## Information supplied
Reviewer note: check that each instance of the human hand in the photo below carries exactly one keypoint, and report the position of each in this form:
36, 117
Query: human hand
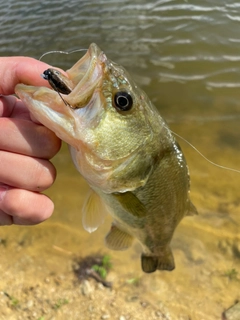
25, 148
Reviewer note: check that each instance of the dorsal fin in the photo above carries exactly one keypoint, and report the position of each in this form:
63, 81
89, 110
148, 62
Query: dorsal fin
131, 204
94, 212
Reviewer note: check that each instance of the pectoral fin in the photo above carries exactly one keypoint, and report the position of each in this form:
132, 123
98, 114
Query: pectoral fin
94, 212
149, 263
131, 204
117, 239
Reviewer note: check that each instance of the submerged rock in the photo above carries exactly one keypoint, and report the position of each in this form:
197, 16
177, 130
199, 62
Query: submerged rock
233, 313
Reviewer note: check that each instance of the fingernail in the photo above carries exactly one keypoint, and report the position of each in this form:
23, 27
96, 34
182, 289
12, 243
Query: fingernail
3, 191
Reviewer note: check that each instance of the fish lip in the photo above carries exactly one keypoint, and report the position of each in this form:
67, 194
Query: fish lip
86, 75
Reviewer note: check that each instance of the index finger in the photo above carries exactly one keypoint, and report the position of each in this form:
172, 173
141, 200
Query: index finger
14, 70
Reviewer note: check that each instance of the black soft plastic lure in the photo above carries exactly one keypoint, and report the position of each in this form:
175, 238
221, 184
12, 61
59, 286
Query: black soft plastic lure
57, 81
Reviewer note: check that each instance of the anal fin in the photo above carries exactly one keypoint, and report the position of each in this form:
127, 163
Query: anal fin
94, 212
131, 204
117, 239
164, 261
192, 211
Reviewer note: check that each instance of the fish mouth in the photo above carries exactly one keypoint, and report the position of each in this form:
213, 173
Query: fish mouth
86, 77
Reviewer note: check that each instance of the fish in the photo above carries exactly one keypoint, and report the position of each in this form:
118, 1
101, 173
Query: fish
123, 148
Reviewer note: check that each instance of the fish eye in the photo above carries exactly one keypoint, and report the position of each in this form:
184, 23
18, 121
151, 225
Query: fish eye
123, 101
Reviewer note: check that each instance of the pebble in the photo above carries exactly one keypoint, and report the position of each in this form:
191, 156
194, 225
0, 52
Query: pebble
233, 313
86, 288
29, 304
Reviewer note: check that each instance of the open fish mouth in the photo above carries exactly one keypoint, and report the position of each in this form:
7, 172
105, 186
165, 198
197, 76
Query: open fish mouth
84, 77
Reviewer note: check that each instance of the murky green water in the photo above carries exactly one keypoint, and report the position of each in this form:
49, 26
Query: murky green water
186, 57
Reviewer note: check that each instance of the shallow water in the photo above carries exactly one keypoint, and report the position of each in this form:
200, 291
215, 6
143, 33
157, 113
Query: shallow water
186, 57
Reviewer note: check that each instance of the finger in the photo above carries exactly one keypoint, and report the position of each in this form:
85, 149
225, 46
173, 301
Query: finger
25, 172
5, 219
16, 70
10, 106
24, 207
25, 70
28, 138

## What the task asks
Would you transcribe all of the data exactly, apart from its pictures?

## The answer
Reviewer note: check that each instance of the human hand in the photo below carries exactly one keypoint, and report the position of each in this form:
36, 117
Query: human hand
25, 148
Reviewer note: check that each instance of the dorsal fin in the photo above carries exactly one keypoint, and report the position of each in this form:
63, 81
89, 110
148, 62
Query: dorsal fin
131, 204
94, 212
Reviewer note: check that each instance of the pectoral fin in the photo above carries exactly one keypoint, and report the position of each in this form:
132, 123
98, 114
Query: pectoral fin
94, 212
149, 263
131, 204
117, 239
Reviewer note: check that each instance of the submerged rock in the photo above carries exactly one keypoint, and report the position of each in this form:
197, 16
177, 130
199, 62
Query: submerged rock
233, 313
Reviewer note: check that each instance of the fingernail in the photo above carries exactly one keypoint, and report the position of each in this form:
23, 27
96, 34
182, 289
12, 243
Query: fingernail
3, 191
Reviewer note: check that each instance of the fish lip in the photo above carries exactly one keypoint, and report the position of each in this form:
67, 194
Query: fish lip
86, 75
Reviewer note: check that each instance of the index finger in the photo above carries exactly one keypoint, and report the position of each in this form:
172, 173
141, 200
Query: index finger
14, 70
Reviewer note: check that each instance of the black soft plastic lure in the photo above carries exactly one keypoint, and report the position of each in this form:
175, 238
221, 184
12, 61
59, 286
Query: black soft plastic lure
57, 81
Reviewer note: check that each instance of the anal fin in the photo above carries exactly one keypoint, and report the position of each in this form:
127, 163
Query: anal fin
94, 212
131, 204
117, 239
164, 261
192, 211
Reviewer note: check that each instance of the fish mouth in the photo above carries exactly one keypoint, and report the position of each in this form:
213, 173
Query: fish mouth
86, 77
Reviewer note: check that each instance of the fish in the photo above carries exactly one keypoint, and report the position of each in this form:
118, 1
101, 173
Query: fish
123, 148
Reviewer note: check that each instance of the fish eye in the photo above carries exactly one keypoint, and report the position of each in this form:
184, 23
18, 121
151, 225
Query: fish eye
123, 101
Reviewer note: check that each instance of the pebble in the photo above carries exactly one keypoint, and report the position of each in this form:
191, 156
194, 225
0, 52
Query: pebble
233, 313
86, 288
29, 304
Reviewer note: check that each instance of the open fish mouth in the photo above carries exactly one keypoint, and report the position of each in this form:
7, 172
105, 186
165, 198
197, 76
Query: open fish mouth
84, 77
Reviewer note: check that each instance of the murky green water in the photo above carries exactly one keypoint, and report the position of each in this form:
49, 26
Query: murky green water
186, 57
Reviewer note: check that each instance of the shallow water in the photo above carries exactly one keypoint, and report the position of each in this form:
200, 291
215, 6
143, 33
157, 113
Query: shallow water
186, 57
Reviewer note: check that each instance of the finger in the photo above carries exactly one keypoint, and report the position of each in this form:
85, 149
225, 46
173, 301
Query: finger
25, 172
5, 219
16, 70
10, 106
24, 207
25, 70
28, 138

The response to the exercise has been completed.